▸ **Problem to work on**
Write the next part of the essay below on French colonial rule and Bastille Day names, picking up right after its final sentence.

▸ **Source document**
•••

Ups and downs of revolutionaries and The Case of the Unrolled Jeans

In Harare, Zimbabwe

In so-often discredited history, it could be said the French did it better.
For the most part they didn’t send permanent settlers to far flung territories they claimed  for their flag – unlike others in Europe. With notable exceptions they didn’t stay on after being posted out as functionaries, civil servants and administrators. 
Like everyone else they plundered distant lands, but most went home after a stint overseas satisfied their new subjects had been inculcated with their language and culture. 
Local children found themselves with French names and some were named after the saint or event of the day.  The Assumption of the Virgin Mary becomes Marie, All Saints Day is Toussant, a boy’s name, Victory Day in 1918 is Victoire (Victoria), Noel is Christmas and Fetnat is Fete Nationale, the most significant event in the French calendar celebrating Bastille Day. 
The storming of the Bastille fortress prison in Paris on July 14 1789 brought to an end the absolute  monarchy – the Marie Antoinette ‘Let them eat cake’ monarchy, the Ancien Regime – and saw the execution by guillotine of King Louis XVI.  Dire upheavals of the French Revolution finally gave France its national motto: Liberte, Egalite, Fraternite.
Whether those born on July 14 always enjoyed freedom, equality and brotherhood in 1958 remains to be seen.

•••

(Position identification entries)
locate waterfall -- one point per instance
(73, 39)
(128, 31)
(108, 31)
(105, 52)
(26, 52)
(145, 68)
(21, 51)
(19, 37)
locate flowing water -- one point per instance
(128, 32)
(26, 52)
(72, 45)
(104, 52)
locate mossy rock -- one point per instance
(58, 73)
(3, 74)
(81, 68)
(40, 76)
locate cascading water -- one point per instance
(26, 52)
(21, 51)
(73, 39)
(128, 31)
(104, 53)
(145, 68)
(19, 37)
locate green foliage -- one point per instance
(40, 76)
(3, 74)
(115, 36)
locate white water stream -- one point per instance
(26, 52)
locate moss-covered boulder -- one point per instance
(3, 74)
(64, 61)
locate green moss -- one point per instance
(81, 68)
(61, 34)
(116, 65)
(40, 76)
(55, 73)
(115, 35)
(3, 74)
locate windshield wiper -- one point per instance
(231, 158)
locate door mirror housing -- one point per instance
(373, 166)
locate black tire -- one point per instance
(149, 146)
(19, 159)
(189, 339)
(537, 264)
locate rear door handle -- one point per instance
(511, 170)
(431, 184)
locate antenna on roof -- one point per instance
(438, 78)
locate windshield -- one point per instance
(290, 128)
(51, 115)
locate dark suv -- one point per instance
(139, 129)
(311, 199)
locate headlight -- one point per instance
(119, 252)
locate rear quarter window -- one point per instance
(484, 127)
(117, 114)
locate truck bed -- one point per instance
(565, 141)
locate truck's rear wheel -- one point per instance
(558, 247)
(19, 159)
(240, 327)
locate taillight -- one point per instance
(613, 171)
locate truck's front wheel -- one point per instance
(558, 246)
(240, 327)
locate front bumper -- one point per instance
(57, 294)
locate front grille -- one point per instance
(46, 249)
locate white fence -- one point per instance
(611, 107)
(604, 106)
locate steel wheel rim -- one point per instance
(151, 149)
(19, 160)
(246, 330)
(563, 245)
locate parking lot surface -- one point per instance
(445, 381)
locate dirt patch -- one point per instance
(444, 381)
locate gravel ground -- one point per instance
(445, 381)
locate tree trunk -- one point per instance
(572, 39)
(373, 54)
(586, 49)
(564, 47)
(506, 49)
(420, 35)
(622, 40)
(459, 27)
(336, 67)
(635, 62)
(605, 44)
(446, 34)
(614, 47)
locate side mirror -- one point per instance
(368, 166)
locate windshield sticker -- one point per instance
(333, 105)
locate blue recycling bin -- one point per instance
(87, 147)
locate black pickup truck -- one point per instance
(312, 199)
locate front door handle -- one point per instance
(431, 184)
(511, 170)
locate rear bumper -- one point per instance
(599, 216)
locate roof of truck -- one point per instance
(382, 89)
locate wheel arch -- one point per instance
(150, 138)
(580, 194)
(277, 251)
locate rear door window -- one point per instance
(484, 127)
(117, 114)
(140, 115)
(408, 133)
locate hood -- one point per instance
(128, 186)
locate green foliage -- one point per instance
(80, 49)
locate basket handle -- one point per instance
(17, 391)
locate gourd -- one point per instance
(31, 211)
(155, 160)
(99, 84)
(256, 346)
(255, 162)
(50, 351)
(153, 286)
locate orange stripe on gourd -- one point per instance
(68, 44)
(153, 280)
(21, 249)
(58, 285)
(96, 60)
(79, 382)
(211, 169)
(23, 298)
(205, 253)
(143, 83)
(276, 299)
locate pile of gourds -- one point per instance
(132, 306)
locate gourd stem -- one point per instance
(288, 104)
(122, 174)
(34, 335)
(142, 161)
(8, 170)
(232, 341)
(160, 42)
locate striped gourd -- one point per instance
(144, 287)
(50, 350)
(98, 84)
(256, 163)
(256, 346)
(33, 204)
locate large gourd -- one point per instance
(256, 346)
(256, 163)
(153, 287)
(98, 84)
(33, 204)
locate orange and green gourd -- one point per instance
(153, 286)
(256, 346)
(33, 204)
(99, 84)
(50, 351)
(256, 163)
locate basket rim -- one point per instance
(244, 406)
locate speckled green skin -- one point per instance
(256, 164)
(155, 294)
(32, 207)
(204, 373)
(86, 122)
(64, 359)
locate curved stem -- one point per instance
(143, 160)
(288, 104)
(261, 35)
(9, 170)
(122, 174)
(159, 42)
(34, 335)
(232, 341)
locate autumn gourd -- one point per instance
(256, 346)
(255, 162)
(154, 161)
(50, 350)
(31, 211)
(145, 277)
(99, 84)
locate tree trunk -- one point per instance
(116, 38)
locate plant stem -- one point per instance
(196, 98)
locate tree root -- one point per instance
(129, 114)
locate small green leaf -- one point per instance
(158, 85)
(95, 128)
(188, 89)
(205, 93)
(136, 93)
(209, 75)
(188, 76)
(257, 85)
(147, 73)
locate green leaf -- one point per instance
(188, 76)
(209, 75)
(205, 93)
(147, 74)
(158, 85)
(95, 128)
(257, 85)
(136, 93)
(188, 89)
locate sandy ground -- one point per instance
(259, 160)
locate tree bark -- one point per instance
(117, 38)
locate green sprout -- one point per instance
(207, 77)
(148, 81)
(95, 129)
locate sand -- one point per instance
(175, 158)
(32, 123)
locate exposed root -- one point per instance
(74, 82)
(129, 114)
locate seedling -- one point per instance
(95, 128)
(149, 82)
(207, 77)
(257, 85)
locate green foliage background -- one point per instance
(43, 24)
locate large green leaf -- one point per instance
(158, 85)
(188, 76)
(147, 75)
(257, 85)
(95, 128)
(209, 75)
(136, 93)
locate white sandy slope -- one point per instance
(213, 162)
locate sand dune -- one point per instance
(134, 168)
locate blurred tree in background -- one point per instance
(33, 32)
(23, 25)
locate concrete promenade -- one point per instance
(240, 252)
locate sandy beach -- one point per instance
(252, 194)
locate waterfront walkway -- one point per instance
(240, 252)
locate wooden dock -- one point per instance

•••

▸ **The result**
In Zimbabwe during that era children found themselves with names from the English bible learnt from missionaries – Elijah, Isaac, Aaron, Abraham, Obadiah and so on. For a spell we had the more jingoistic Hitler when he was fighting the Brits and Winston when he was winning.
Nor are we totally in the dark on the French Revolution. 
Before independence the official censorship board of our own Ancien Regime banned a musical at the local university called Rock and Revolution which had a multiracial cast. Shock, horror. A black actor playing Robespierre was kicking out at white actors dancing a chorus. Worse still, Robespierre’s costume was in blue denim of the type commonly worn by the revolutionaries of Zimbabwe’s independence war.
In the court afterwards, it became known as The Case of the Unrolled Jeans.The defence argued that jeans, rolled up, were the closest available texture to the coarse fabric of the culottes worn by peasants during the French revolution. During the dancing the jeans rolled down.
The prosecution had no idea what the French might have worn circa 1789.
The script also contained a counter revolutionary message not a subversive one.
The mob cried for freedom but the revolution was followed by the reign of terror.
The idealist revolutionary Jean-Bernard Gauthier, on his way to the guillotine, sang:

Revolution sometimes destroys its children,

All my great hopes have come to nothing.

Oh, Revolution, perhaps one day will come,

When freedom and love will be as one.

Our Ancien Regime was out of its depth but the ban on the show was upheld. In any case, do you turn off the tap of history if it looks like the wrong people are going to drink from it? If indeed we had a situation analogous to eighteenth century France, suppressing the fact wouldn’t help. It didn’t help Louis XVI.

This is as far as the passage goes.